**What is expected:** Search the entries for the word "pink" and pull out each line that has it.
···
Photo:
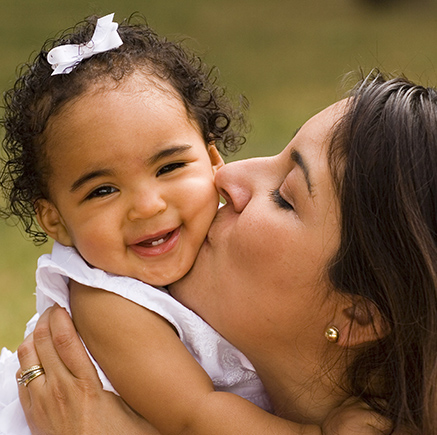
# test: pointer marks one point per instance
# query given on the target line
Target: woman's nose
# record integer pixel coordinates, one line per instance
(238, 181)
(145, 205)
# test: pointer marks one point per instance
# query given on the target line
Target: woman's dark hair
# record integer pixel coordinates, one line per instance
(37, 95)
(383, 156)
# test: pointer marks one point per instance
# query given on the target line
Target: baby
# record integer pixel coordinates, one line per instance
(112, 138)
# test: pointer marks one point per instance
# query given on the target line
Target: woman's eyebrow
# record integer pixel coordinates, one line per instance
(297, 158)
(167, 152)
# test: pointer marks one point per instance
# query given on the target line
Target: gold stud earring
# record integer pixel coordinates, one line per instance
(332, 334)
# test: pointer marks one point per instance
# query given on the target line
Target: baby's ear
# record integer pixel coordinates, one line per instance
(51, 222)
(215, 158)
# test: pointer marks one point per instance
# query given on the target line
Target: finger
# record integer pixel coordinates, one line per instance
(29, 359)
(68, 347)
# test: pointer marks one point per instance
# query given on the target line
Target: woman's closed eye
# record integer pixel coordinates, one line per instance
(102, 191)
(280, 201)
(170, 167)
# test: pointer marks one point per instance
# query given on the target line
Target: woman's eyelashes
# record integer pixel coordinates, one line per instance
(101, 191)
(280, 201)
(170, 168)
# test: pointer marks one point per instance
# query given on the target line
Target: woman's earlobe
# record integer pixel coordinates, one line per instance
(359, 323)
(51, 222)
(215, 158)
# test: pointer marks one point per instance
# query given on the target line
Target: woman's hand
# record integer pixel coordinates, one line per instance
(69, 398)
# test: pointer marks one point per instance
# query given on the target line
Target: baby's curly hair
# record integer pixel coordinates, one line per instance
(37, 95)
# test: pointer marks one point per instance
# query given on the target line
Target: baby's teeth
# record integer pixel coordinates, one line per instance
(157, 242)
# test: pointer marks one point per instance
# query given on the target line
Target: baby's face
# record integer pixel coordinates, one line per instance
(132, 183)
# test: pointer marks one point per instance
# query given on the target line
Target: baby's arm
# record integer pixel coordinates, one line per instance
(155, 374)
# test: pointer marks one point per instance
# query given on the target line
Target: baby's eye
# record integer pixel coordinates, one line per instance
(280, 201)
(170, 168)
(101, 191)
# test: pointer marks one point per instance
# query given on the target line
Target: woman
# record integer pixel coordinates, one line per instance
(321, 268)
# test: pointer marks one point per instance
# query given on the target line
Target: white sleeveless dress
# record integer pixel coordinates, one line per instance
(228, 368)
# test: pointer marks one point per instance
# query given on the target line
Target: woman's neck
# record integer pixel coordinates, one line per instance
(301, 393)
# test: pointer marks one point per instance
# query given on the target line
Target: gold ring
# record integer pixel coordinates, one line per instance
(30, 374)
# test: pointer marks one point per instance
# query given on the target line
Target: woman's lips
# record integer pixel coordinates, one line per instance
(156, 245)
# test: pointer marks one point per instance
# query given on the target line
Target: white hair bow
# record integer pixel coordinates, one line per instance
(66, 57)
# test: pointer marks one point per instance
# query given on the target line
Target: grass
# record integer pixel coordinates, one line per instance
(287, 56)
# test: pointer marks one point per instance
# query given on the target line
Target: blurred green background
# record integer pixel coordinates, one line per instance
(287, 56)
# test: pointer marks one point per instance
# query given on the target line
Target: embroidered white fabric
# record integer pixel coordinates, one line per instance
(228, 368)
···
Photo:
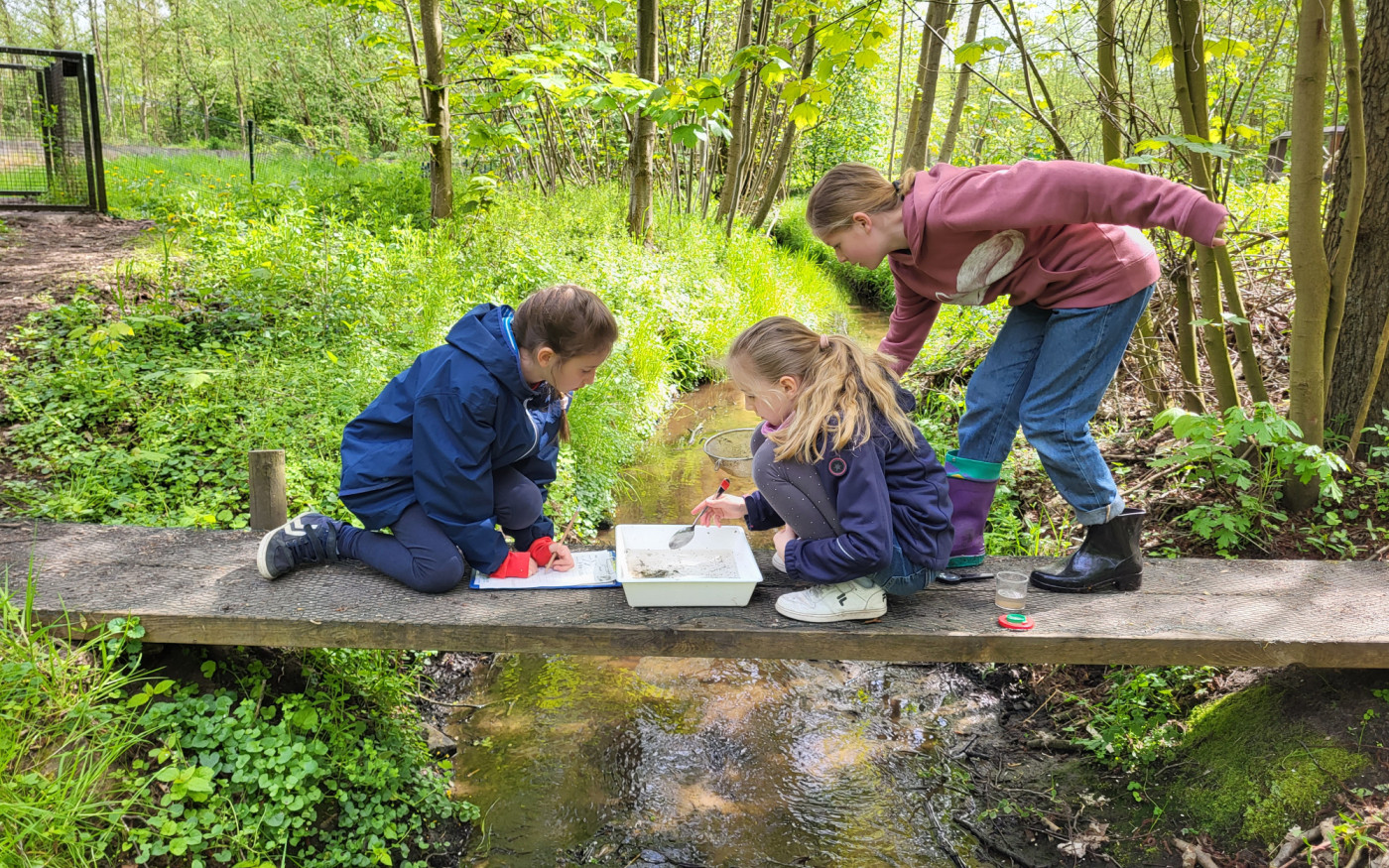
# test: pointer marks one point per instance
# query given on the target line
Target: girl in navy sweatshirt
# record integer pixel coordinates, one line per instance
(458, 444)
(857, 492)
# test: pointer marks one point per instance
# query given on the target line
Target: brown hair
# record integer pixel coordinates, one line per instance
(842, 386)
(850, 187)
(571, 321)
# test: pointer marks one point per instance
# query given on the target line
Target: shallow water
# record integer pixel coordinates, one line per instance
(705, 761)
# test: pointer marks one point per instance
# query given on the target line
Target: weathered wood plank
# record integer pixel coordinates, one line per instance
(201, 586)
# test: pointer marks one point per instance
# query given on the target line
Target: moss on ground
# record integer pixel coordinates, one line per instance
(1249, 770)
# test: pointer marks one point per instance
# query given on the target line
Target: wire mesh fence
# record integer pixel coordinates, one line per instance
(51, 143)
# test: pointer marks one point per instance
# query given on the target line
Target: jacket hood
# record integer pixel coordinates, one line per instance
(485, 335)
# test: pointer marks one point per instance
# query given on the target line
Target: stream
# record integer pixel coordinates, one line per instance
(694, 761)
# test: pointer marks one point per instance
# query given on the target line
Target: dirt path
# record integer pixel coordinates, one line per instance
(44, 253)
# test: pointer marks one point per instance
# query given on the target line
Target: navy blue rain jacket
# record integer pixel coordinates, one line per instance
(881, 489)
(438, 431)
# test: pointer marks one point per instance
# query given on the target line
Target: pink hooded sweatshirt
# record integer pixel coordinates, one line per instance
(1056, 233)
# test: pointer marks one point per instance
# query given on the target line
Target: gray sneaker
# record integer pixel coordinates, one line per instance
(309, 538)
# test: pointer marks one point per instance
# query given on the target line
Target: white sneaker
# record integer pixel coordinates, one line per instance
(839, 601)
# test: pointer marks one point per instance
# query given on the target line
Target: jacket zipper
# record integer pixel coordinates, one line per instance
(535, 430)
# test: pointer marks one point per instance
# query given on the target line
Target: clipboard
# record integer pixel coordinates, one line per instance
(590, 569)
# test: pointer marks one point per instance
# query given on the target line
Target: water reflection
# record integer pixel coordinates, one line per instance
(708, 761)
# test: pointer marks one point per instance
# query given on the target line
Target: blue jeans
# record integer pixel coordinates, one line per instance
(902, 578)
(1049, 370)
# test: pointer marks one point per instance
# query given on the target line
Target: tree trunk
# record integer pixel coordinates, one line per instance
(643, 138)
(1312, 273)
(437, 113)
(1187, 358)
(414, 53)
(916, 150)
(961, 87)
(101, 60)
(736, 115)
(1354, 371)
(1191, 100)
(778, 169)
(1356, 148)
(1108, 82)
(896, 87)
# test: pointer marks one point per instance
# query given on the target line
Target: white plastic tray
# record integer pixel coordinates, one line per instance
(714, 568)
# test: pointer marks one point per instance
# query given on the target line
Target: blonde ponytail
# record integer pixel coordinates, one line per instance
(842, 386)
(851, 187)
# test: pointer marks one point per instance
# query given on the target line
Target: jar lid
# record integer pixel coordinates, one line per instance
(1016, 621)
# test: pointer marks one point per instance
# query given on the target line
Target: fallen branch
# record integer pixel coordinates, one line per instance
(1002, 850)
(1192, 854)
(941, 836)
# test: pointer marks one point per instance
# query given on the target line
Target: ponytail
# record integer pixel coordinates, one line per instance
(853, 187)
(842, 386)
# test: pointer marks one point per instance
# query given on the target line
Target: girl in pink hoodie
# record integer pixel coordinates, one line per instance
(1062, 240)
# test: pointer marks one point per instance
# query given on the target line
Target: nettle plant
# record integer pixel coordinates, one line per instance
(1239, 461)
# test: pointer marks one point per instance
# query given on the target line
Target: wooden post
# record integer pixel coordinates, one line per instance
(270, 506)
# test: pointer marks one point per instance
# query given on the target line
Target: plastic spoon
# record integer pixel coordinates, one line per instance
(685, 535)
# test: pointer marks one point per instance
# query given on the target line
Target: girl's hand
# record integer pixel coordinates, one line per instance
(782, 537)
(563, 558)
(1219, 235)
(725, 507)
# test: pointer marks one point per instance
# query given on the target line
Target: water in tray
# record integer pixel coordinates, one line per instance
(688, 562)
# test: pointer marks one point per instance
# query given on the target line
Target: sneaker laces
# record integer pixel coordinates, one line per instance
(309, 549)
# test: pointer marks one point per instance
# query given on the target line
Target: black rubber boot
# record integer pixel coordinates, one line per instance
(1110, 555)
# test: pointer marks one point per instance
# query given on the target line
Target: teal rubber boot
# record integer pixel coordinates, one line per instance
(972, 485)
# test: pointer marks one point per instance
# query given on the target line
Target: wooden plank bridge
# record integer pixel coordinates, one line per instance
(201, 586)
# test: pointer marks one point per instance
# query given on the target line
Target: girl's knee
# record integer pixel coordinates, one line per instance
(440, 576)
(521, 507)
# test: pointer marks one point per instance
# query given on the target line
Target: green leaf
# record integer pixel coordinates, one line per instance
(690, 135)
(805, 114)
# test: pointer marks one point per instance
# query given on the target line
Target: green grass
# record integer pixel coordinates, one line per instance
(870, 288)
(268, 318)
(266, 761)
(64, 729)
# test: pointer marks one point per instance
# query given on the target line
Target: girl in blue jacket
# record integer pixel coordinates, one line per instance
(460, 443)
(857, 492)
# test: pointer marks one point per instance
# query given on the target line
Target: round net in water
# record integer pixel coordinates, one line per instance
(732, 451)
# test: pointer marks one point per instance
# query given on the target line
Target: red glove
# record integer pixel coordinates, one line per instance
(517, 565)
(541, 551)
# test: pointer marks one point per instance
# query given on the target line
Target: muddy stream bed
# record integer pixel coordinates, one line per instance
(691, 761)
···
**Exercise response:**
Target: pink hooded sweatshirt
Target: girl in pink hoodie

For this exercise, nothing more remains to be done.